(Excerpt provided):

==========

Joe Coleman and The Divine David in conversation with Ian White
Joe Coleman began his career as an artist with controversial performance pieces involving strapping explosives to his body and igniting them, and biting the heads of off live mice. He is now painting extraordinary portraits of historical figures that reference pre-Renaissance traditions with their complex organic narratives and densely ornate surfaces - from Ed Gein to Edgar Allen Poe and the all-American goddess of sleaze Jayne Mansfield. Coleman lives in Brooklyn, New York.
The Divine David is a renowned, subversive performance artiste whose most recent nightclub, 'Sectioned' at The Royal Vauxhall Tavern explored mental illness. His work twists the contemporary psyche to new and shocking levels through spoken word, live painting, song and contemporary dance. The Divine David lives in Brixton, England.
"Did I fuck Leonardo DiCaprio? Is that possible?...Normally I wouldn't care...he's a movie star. He's fodder for dreams, period. ...It was two years ago, when DiCaprio would've been nineteen. That seems right. The boy was kind of affected. That fits. He wouldn't tell me his name. Check... Point is, if that was Leonardo DiCaprio, I've blown, rimmed, fucked, and shot my come on the face of one of the world's most desirable creatures...Okay, it was Leonardo DiCaprio. I think."
'Guide', Dennis Cooper
JC: Yeah, they don't have them in New York either. Early New York really fascinates me. There's a film called Regeneration [Raoul Walsh, 1910] - it used actual gang members as the cast, actual prostitutes, great beggars...
DD: I'm very suspicious of actors and actresses... anything that I do as Divine David is not acting, it's being. When I say something like 'I'd like to stab you in the neck', I really mean it. I said I wanted to rip people's spines out so they could make attractive pendants and earrings...

==========

(Listed records):
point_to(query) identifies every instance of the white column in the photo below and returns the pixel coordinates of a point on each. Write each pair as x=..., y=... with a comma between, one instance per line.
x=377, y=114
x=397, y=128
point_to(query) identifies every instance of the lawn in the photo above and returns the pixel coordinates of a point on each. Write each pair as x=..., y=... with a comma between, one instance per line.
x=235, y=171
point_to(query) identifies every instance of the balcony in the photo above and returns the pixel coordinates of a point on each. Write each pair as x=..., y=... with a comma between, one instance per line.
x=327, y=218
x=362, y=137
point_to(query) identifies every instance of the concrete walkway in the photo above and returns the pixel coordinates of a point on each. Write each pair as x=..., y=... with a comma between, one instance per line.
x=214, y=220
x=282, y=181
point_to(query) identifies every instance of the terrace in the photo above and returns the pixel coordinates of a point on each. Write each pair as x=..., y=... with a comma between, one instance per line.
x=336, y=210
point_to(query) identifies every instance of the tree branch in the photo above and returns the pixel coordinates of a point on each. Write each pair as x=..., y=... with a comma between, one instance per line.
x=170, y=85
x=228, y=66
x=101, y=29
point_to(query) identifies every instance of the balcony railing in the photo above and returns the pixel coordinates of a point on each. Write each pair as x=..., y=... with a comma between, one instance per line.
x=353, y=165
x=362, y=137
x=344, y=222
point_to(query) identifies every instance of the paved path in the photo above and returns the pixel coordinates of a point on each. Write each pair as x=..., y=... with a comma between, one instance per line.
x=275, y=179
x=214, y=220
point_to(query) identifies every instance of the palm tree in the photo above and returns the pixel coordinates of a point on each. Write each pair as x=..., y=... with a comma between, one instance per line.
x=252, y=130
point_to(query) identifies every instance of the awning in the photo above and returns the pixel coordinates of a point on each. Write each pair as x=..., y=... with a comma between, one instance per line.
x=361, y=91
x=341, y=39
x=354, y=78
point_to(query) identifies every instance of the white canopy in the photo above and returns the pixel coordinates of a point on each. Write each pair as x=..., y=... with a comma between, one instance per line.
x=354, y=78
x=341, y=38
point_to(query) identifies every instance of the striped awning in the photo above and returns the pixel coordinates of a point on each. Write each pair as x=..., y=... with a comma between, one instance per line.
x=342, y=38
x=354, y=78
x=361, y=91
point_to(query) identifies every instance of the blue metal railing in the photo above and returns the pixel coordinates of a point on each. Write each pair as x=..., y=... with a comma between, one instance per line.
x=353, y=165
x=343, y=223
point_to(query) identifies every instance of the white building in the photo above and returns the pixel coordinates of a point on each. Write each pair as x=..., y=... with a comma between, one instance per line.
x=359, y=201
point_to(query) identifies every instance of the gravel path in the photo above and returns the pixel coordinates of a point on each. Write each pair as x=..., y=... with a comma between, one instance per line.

==========

(Required action):
Extend the conversation between Joe Coleman and The Divine David from the point where it stops. The records have no connection to the text.

(Output):
IW: David has done a performance where he tried to rip his own spine out on stage...
DD: I just decided 'I'm gonna do it', I had Siouxsie and The Banshees singing Through the Looking Glass: "even the greatest stars dislike themselves in the looking glass". I was laughing my head off. I broke a glass and thought "I'll shove in it my back and try to rip my spine out", so I just got it and shoved it in... there were people being sick... it challenged their ideas of themselves to such an extent. But I think that, ultimately, can be quite liberating
JC: But in the end you're really doing it for yourself. That's what I care about.
DD: What about the explosions? How did you cope with that?
JC: I got a bang out of it! The things I like doing best are the ones where it's not this idea that theatre has to be...
DD: ...on a stage, yeah I hate that too - where people are pretending to be other human beings...
JC: Everybody's doing some kind of act anyway.
DD: It's very old-fashioned, the idea of the performer on stage and the audience...
JC: I don't worry about them - I'm only concerned with what I'm feeling, what I feel like doing. Can you imagine the catharsis of being so frustrated and full of all these inarticulate emotions, to finally think that physically... if you actually, physically explode, but you're still there afterwards...
IW: You both share a large degree of disrespect for the audience...
DD: I think that within every individual there is an opportunity for expression...
JC: Well, probably, but so many people only care about putting in their hours at some job, supporting a family - if someone's telling the truth they hate your fuckin' guts.
IW: Is that what happens with your work, David, with the anti-gay stuff..
DD: ...absolutely. The whole gay thing is just a niche market - just a commercial thing really, now.
JC: Do you have any scars?
DD: [displaying forearm] I asked somebody else to do that one - it's faded but I still like it. Occasionally I might ask somebody who I'm close to if they'd like to do a design and treat my body as a canvas - preferably with blades, because it's better than sending a card.
JC: You see where my brow is split? It's from a bottle that I hit myself with.
JC: At The Kitchen, 1980.
DD: It makes you look like a boxer, [like] your grandfather... He was fascinating- outside of the law and conventional society... That must add to your sense of freedom, when your heritage itself is like "Rules and regulations - no thanks". Some people do believe destruction and creativity are equal...
JC: I'm partial to the big bang theory of creation!
DD: I used to stick pins in my face when I worked in Manchester and I didn't feel a thing. There was no pain because I was making what I thought of as inevitable happen anyway. We're always being told the body is a temple aren't we - the body could also be an abattoir - it could be whatever you want.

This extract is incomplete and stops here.